Work instructions: Convert the listing, from its first line through the line containing "point(515, 58)" inclusive, into a Markdown table with the columns Row and Text. Number each line in Row, and leave out any blank lines.

Information given:
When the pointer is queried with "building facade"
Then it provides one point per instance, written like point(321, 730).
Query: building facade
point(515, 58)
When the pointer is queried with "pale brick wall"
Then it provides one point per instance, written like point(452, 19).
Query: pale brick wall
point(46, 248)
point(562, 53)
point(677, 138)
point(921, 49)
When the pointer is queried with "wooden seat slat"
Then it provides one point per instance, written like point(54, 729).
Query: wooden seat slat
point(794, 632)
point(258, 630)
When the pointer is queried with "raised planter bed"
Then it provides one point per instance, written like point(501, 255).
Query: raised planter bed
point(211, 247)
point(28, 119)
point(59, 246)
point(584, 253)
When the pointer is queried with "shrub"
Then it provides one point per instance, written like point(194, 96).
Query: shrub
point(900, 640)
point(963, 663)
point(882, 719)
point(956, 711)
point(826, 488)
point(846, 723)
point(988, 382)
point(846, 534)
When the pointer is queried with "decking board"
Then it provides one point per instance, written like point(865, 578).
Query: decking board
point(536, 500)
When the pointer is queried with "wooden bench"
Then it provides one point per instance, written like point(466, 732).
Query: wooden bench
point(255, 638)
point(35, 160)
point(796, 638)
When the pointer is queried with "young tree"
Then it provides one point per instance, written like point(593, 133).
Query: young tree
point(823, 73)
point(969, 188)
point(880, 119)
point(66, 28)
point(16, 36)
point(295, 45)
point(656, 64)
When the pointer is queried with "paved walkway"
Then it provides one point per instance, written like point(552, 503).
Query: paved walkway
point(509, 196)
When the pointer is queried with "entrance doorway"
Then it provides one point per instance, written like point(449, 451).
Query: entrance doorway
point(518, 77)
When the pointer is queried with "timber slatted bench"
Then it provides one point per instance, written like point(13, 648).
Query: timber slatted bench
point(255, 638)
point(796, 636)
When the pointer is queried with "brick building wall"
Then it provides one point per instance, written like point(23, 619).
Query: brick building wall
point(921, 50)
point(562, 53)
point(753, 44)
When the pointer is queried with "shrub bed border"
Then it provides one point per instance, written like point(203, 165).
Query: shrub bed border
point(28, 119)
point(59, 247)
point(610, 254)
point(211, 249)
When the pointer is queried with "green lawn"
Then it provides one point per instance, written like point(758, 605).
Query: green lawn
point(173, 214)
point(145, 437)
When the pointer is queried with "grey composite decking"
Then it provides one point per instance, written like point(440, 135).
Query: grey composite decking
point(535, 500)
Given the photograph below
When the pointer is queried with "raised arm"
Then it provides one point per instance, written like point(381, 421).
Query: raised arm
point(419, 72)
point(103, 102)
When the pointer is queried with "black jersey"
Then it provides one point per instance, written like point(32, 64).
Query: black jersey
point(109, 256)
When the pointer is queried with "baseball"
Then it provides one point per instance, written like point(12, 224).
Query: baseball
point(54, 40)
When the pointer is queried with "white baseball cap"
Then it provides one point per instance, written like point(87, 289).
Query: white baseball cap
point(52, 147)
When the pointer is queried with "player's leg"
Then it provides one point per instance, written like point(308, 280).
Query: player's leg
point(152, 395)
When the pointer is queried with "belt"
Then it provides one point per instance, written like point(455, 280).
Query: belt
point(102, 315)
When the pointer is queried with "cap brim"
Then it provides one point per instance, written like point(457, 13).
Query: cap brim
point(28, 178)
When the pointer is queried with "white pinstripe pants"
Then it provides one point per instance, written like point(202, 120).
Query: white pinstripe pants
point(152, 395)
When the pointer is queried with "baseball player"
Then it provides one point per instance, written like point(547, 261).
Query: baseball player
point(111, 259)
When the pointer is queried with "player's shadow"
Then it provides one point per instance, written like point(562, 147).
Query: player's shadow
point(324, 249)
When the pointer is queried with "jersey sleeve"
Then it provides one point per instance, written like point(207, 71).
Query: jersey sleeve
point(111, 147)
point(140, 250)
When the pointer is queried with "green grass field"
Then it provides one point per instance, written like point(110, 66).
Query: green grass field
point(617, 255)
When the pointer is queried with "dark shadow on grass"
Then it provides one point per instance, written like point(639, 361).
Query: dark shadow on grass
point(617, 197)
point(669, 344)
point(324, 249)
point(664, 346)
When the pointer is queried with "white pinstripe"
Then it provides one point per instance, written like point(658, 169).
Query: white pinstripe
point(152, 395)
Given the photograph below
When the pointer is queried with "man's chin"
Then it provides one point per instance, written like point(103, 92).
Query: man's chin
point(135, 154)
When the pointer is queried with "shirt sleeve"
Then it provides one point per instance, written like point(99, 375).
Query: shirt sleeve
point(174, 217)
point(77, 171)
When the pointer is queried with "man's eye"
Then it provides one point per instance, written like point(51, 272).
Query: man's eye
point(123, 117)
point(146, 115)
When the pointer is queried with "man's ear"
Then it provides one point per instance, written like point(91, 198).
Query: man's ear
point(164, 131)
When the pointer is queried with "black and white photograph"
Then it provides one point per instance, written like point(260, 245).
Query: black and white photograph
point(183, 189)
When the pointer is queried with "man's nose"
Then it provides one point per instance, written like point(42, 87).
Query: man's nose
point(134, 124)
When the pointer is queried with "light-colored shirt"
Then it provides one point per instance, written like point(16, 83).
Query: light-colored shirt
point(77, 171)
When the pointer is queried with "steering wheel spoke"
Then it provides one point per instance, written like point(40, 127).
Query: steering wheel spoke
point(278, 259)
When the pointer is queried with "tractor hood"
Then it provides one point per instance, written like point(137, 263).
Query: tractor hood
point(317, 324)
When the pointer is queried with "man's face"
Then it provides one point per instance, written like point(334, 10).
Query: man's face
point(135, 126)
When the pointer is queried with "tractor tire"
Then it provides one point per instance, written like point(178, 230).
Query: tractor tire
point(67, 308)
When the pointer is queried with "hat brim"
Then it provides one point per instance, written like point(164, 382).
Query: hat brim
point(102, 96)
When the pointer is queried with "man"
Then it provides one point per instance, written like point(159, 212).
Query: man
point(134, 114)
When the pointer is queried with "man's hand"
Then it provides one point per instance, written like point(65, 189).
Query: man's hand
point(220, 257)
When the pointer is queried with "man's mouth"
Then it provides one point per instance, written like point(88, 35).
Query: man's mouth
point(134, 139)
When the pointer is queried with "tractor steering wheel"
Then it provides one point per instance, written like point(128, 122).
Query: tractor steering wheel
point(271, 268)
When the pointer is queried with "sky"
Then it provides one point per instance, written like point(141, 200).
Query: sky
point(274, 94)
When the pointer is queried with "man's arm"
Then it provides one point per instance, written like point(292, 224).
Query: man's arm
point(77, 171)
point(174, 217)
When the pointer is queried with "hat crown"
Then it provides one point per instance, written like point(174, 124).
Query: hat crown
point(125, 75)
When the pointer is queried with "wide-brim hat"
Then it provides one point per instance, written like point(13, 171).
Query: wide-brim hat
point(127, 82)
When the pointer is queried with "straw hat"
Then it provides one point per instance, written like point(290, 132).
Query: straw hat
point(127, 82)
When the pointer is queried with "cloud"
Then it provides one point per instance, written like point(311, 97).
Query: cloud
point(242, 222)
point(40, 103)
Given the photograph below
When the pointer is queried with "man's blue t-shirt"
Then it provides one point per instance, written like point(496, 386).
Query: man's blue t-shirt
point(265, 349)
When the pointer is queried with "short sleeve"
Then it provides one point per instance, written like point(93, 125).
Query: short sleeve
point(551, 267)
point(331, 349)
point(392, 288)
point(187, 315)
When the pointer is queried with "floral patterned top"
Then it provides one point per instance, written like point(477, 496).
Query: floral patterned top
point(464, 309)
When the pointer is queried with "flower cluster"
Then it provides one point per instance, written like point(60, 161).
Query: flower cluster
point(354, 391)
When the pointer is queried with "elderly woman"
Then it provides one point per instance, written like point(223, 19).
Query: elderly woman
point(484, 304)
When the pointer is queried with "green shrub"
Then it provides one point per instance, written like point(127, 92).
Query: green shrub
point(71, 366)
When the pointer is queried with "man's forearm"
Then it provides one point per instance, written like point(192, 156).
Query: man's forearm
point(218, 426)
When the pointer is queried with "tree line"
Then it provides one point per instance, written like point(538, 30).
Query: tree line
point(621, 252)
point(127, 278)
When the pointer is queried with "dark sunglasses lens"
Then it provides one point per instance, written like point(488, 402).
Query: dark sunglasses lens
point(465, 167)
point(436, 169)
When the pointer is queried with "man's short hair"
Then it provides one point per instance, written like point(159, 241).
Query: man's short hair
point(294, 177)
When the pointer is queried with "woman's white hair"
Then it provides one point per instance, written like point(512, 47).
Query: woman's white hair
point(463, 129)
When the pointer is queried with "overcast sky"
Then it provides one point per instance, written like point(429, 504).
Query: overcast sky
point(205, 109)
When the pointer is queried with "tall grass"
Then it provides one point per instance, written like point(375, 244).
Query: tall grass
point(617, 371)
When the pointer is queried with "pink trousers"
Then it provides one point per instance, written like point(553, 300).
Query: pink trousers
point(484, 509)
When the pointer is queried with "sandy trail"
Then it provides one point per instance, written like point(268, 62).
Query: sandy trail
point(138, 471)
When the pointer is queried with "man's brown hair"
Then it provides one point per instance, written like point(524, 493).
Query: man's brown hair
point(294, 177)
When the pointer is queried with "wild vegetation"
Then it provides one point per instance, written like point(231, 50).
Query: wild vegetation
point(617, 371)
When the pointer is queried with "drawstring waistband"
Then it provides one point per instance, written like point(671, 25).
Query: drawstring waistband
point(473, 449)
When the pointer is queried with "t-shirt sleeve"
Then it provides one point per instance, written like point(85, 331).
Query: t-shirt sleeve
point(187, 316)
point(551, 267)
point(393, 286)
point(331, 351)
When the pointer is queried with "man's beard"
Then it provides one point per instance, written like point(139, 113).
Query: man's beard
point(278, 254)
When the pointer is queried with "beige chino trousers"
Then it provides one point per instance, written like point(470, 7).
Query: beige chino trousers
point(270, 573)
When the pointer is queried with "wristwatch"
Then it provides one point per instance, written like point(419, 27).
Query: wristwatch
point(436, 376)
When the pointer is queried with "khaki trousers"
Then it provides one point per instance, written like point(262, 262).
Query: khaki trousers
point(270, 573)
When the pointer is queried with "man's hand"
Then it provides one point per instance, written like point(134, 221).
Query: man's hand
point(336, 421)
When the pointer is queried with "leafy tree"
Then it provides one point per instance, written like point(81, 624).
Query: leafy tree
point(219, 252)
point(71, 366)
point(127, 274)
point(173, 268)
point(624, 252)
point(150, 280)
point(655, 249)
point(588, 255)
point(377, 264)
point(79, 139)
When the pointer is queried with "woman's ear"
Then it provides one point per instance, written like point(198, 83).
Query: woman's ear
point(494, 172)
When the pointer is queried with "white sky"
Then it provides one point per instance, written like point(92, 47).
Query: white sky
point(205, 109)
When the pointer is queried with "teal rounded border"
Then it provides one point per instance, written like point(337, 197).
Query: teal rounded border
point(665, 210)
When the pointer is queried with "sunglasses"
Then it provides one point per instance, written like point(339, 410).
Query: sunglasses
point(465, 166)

Exercise output:
| Row | Text |
|---|---|
| 1 | When the pointer is queried with "building facade" |
| 2 | Then it provides one point per instance, written like point(321, 730). |
| 3 | Query: building facade |
| 4 | point(515, 58) |